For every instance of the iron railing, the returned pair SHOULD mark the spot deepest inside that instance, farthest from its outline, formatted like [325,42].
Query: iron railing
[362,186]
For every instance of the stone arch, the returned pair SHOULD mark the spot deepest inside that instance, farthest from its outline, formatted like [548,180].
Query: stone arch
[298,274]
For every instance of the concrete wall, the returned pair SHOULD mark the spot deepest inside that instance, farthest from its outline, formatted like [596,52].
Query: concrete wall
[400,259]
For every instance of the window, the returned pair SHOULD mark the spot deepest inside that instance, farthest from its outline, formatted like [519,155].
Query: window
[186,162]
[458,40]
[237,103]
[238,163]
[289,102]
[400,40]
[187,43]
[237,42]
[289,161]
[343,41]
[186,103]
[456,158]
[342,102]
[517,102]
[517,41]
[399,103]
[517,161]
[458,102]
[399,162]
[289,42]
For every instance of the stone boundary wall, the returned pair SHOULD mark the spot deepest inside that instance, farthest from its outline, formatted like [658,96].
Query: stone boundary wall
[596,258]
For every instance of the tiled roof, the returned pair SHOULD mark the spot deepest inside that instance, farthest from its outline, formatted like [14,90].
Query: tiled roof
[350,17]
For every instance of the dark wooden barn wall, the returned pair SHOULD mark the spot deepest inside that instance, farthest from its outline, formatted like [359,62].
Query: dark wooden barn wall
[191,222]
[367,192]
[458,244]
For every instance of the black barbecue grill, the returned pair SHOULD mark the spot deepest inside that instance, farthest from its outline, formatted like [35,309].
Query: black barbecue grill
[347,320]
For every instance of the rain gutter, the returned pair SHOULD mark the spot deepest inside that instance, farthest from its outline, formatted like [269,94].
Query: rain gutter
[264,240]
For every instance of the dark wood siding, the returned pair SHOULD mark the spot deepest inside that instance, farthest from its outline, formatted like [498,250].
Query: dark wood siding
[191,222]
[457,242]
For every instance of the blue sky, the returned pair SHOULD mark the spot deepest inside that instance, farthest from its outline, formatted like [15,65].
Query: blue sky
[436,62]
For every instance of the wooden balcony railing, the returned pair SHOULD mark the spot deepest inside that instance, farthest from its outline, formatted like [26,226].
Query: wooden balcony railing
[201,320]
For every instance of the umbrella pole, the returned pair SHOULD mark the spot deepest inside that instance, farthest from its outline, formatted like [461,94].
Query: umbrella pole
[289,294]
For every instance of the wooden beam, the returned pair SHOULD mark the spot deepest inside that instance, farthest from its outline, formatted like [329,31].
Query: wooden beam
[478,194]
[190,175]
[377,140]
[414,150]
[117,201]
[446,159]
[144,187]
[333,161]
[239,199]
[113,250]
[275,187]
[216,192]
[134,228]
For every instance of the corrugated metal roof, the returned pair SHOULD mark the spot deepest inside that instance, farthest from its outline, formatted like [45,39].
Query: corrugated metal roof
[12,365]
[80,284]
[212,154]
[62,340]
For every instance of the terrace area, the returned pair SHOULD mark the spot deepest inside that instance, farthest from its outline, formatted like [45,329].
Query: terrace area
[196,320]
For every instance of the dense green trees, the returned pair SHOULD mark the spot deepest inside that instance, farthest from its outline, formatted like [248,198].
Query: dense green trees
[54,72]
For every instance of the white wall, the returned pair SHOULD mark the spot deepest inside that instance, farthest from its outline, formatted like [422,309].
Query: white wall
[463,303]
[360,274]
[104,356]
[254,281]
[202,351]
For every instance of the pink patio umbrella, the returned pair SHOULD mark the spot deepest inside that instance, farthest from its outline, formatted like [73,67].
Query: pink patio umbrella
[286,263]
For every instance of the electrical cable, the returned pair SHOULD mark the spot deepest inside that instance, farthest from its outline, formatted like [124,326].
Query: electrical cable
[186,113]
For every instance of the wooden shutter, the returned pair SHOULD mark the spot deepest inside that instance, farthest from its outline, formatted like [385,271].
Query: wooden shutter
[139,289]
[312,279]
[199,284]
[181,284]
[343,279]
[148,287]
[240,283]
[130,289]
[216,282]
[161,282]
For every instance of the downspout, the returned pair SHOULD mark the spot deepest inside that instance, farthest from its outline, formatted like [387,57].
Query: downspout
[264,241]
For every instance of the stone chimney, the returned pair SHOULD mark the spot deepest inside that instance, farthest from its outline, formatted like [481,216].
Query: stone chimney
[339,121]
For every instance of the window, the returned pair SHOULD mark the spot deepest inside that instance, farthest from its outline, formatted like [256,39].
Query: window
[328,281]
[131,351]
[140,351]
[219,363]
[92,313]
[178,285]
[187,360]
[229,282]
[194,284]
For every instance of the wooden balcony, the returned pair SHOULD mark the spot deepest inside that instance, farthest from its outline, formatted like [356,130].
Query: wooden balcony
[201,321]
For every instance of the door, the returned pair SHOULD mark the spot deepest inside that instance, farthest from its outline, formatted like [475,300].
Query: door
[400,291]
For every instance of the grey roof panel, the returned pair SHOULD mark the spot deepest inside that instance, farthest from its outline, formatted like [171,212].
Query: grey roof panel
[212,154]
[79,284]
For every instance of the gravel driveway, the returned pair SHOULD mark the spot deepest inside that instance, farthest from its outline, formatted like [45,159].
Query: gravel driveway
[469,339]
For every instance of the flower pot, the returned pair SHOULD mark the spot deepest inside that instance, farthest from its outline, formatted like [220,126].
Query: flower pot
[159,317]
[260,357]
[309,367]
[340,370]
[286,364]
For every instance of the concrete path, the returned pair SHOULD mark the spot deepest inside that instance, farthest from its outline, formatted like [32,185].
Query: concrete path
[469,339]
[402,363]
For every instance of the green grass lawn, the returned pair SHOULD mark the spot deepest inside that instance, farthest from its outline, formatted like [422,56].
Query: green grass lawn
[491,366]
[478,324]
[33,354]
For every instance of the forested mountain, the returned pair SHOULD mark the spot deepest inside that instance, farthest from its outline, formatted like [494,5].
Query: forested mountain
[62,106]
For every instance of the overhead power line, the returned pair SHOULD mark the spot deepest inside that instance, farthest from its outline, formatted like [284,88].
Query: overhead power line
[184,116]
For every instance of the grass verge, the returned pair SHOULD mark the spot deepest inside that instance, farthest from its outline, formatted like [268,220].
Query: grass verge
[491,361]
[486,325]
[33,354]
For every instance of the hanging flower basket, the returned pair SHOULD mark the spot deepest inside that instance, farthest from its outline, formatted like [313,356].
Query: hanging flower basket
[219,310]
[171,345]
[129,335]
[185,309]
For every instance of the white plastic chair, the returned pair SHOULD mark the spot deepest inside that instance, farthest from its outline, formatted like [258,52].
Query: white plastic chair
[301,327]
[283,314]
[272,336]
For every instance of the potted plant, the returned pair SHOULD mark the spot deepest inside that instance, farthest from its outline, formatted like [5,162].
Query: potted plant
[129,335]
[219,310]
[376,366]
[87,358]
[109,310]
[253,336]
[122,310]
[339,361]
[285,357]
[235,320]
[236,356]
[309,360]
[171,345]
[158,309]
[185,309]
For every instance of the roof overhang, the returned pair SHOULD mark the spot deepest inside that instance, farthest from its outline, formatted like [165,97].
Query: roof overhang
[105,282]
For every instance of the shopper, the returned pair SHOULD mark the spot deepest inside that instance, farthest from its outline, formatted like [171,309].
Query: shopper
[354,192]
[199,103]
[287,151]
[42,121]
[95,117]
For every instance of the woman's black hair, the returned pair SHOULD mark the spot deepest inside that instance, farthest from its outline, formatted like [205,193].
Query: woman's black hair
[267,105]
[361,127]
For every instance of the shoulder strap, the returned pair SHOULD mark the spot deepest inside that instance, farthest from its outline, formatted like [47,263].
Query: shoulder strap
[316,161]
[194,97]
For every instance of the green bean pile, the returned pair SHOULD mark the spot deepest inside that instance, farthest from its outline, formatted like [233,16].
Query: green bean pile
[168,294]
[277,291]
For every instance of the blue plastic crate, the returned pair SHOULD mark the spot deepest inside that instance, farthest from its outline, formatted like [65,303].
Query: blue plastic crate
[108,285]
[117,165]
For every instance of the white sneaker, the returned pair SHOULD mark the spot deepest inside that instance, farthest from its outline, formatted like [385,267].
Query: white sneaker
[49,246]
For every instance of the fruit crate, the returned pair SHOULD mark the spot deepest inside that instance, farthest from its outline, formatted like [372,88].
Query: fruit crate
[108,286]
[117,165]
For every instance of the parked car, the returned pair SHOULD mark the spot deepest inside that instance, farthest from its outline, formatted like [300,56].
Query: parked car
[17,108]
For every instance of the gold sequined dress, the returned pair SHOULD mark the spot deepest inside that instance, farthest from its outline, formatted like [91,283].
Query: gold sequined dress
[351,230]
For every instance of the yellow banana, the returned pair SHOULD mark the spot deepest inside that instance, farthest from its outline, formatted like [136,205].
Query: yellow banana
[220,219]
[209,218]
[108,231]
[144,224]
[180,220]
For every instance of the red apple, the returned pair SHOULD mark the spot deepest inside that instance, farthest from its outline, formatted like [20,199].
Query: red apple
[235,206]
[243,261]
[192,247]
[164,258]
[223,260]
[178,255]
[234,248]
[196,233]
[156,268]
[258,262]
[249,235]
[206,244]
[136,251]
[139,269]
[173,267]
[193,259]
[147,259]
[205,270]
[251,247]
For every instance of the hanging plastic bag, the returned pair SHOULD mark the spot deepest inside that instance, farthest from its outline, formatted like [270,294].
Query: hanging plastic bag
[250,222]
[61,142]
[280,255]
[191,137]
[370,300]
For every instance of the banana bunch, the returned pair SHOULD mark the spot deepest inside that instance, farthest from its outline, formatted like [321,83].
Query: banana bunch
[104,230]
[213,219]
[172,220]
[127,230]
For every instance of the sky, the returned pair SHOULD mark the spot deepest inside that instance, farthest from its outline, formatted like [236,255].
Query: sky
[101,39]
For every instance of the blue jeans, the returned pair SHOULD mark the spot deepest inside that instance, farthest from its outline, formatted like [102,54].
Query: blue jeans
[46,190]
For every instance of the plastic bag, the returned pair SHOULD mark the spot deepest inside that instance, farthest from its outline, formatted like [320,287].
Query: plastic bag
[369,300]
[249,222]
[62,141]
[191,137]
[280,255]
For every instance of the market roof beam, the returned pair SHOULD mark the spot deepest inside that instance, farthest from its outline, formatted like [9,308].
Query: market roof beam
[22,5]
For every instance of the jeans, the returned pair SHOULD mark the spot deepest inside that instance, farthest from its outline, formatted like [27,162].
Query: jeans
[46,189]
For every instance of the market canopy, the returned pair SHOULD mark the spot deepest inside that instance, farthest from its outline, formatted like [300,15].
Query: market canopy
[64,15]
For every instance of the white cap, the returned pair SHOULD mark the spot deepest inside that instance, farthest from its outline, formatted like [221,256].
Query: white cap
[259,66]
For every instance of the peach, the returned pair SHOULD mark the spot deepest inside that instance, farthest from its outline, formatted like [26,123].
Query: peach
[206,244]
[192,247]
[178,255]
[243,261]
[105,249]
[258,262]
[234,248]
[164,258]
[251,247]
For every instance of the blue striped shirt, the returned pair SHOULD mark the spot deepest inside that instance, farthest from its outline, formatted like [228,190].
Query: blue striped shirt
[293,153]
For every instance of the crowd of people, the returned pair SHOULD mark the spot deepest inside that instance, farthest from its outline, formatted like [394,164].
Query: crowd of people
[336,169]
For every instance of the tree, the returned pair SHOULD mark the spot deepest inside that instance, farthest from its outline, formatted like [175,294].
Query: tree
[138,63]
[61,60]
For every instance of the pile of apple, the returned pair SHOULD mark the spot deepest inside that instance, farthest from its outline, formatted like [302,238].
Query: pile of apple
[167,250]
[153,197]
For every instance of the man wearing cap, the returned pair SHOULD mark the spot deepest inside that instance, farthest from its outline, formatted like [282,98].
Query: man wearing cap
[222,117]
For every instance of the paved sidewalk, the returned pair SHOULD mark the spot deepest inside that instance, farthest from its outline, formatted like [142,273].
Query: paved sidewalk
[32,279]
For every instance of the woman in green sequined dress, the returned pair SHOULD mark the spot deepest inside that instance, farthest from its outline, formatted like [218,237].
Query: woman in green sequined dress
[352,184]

++++++++++

What is required: Give the lines from the one containing "For every instance of the pile" through the end of the entries again, exactly as written and with no other lines.

Result for this task:
For every instance of the pile of apple, the returned pair SHOULD mark the spot deepest inside that instance, farthest from its outline, formatted like [302,238].
Query: pile of apple
[167,250]
[153,197]
For every instance of the man wearing cap, the returned pair SHOULD mark the spot deepest inside that instance, farthest from its outline, formatted like [282,98].
Query: man wearing cap
[222,117]
For every instance of the paved sidewalk, the returned pair SHOULD mark the spot deepest inside that instance, farthest from its outline, formatted like [142,273].
Query: paved sidewalk
[32,279]
For every instance of the woman in green sequined dress, the returned pair SHOULD mark the spot deepest inside that instance, farthest from its outline, formatted like [218,237].
Query: woman in green sequined dress
[352,184]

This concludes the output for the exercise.